Instructions for the task: How many lines of the material below contain the string "dark"? Matching is case-sensitive; reply with the number alone.

Information given:
---

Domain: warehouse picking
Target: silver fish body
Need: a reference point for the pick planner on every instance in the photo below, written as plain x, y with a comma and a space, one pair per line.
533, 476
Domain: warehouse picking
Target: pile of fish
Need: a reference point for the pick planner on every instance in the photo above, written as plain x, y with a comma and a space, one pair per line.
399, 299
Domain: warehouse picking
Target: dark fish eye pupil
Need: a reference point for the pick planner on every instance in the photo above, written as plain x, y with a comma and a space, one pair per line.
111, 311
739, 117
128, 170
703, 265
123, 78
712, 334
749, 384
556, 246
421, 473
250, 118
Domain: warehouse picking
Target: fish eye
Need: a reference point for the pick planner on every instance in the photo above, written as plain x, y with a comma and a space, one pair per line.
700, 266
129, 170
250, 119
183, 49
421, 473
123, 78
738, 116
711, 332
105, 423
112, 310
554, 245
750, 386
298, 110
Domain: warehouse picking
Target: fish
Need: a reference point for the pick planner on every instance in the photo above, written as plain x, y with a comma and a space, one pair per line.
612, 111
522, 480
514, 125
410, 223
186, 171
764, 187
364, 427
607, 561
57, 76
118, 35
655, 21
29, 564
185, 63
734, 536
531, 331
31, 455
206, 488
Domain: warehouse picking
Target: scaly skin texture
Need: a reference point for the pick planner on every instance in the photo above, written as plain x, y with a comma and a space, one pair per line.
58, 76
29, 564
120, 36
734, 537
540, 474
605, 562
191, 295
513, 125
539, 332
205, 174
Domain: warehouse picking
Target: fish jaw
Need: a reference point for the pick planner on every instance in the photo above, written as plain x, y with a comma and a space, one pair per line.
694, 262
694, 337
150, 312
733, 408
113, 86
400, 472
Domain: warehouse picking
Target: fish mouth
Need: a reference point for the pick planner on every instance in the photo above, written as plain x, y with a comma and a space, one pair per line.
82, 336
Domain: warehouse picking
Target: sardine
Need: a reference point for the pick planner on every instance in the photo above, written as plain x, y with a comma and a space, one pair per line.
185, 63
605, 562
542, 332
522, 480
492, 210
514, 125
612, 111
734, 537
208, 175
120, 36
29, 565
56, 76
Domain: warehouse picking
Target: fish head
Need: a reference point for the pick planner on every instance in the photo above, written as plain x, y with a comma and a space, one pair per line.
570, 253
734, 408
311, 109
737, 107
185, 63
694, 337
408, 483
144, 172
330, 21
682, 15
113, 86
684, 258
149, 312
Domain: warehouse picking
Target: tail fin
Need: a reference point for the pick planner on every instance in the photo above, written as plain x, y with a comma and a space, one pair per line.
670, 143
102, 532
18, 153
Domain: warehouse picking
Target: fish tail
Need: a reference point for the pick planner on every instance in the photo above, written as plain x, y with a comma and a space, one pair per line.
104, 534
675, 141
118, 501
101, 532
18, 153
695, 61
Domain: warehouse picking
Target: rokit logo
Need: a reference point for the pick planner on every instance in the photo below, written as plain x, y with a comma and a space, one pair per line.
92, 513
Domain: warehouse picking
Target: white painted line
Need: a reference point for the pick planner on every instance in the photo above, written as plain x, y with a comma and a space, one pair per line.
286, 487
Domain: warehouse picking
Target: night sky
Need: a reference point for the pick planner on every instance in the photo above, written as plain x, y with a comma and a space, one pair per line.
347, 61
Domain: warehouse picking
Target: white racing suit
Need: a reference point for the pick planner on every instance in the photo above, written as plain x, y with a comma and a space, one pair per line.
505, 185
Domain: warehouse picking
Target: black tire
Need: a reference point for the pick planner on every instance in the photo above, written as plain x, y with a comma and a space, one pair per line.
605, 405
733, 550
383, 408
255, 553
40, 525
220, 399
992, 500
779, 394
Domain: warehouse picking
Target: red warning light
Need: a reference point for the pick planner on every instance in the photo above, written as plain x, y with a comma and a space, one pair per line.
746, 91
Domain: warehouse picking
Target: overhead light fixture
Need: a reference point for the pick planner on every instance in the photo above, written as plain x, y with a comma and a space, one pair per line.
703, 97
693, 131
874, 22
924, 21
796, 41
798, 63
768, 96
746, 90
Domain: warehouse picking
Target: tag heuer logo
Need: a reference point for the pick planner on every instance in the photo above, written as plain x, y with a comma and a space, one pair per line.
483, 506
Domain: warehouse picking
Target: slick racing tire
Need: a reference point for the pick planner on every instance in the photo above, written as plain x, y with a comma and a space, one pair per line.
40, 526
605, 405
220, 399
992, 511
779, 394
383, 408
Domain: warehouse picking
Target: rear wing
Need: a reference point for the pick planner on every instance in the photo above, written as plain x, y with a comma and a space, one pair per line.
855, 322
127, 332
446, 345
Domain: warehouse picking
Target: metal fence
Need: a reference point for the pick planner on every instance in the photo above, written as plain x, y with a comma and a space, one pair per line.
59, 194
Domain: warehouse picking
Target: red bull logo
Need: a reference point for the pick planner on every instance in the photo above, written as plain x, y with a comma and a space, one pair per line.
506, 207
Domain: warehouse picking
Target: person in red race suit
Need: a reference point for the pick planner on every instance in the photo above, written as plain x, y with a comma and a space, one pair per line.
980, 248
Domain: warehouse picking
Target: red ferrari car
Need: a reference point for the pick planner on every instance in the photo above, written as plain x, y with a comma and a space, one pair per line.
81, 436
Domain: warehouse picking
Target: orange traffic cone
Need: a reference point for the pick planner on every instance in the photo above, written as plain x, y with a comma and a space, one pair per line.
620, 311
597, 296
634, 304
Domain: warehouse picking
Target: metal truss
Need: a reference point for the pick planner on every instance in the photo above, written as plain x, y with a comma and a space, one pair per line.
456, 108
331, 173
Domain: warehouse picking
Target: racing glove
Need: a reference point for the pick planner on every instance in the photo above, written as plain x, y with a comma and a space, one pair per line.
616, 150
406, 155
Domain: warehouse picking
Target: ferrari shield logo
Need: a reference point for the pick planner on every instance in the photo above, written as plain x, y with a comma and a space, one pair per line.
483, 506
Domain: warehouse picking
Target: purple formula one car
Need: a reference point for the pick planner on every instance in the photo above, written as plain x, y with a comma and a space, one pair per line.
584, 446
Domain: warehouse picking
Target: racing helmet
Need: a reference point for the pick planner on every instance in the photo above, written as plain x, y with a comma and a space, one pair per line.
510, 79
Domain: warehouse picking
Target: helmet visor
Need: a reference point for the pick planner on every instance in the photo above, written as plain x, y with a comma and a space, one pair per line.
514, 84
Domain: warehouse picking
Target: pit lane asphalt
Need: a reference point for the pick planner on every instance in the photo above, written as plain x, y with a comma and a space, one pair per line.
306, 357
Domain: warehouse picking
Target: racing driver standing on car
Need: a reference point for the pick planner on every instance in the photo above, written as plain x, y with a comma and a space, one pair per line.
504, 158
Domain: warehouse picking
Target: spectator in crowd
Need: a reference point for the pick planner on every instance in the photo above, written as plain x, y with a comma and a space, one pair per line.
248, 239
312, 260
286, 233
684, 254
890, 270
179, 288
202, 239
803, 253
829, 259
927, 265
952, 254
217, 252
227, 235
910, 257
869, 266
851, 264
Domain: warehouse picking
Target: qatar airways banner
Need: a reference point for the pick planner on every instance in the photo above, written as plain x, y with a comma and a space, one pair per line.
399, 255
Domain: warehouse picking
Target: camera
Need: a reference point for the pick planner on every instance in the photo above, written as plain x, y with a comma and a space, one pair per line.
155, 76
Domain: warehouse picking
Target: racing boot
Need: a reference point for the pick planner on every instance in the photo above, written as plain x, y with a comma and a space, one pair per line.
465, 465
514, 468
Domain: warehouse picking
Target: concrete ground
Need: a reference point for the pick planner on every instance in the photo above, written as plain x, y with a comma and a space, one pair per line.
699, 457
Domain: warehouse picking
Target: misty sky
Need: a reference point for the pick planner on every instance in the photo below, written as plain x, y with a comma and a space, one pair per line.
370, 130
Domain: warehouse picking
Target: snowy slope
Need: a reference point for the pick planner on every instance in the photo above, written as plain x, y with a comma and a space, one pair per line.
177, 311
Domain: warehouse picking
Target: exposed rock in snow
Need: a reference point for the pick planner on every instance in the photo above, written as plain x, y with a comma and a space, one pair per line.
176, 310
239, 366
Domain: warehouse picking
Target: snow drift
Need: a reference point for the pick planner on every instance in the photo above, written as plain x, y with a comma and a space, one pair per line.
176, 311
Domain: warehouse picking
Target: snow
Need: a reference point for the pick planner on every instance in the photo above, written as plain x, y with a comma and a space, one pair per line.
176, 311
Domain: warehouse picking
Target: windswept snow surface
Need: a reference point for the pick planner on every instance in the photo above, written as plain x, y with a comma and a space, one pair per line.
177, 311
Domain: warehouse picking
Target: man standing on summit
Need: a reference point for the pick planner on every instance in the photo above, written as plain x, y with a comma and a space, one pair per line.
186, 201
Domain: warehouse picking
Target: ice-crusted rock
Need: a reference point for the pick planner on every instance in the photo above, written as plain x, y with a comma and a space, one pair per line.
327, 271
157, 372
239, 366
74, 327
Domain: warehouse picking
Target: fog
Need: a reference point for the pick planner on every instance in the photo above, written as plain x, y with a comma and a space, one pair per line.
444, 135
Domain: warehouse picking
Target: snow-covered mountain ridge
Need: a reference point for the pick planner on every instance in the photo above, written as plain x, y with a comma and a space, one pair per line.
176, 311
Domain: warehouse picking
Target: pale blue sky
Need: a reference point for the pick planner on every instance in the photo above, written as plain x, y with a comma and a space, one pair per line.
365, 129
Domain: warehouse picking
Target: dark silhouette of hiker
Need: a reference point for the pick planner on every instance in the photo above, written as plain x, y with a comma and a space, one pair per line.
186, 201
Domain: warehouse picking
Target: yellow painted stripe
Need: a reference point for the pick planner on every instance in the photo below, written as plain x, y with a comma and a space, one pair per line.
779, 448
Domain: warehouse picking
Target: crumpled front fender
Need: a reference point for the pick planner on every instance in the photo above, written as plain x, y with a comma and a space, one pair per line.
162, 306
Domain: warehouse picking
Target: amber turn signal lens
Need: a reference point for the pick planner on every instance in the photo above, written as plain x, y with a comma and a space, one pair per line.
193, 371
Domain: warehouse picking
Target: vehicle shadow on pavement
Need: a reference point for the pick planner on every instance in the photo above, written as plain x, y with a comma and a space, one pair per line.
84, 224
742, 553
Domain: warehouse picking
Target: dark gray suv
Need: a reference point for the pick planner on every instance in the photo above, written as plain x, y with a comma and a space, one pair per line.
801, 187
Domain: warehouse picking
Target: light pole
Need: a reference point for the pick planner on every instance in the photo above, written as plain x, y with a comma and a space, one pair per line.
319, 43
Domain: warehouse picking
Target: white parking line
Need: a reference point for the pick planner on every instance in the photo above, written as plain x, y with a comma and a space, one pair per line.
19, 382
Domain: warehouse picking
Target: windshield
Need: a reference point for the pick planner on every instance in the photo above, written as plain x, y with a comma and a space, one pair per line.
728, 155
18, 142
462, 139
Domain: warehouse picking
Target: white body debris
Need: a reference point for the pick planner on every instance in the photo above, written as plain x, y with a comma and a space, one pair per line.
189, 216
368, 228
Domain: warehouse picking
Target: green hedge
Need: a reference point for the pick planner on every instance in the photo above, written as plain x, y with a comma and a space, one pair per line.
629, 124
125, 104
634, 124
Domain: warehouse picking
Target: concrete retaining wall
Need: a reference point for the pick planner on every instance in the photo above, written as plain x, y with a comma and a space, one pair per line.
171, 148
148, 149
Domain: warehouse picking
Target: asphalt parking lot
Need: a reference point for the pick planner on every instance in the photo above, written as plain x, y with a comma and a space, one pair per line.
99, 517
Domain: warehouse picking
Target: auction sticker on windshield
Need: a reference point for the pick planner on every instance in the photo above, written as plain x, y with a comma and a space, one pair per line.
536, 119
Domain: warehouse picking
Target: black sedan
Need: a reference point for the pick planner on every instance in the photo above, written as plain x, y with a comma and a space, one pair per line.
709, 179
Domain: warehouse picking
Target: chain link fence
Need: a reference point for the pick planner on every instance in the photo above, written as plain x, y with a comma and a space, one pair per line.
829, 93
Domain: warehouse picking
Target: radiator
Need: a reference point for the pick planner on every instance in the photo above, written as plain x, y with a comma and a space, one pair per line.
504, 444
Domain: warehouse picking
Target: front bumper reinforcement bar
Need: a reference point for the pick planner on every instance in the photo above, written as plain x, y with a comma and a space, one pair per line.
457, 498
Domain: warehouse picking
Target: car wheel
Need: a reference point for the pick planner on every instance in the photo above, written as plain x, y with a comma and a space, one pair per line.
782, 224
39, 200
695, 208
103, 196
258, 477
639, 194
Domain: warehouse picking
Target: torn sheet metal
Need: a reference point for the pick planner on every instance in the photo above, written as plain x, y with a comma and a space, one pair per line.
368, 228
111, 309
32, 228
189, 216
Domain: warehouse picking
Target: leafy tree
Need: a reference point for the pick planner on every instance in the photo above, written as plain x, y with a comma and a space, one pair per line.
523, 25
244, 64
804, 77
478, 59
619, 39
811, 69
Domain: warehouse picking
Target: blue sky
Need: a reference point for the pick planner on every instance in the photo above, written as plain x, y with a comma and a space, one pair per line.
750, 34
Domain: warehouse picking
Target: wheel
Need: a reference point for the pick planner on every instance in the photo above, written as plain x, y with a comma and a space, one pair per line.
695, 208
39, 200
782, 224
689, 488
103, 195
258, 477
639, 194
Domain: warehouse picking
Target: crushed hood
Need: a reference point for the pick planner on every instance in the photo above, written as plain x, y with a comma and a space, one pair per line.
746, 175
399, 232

---

Full output: 3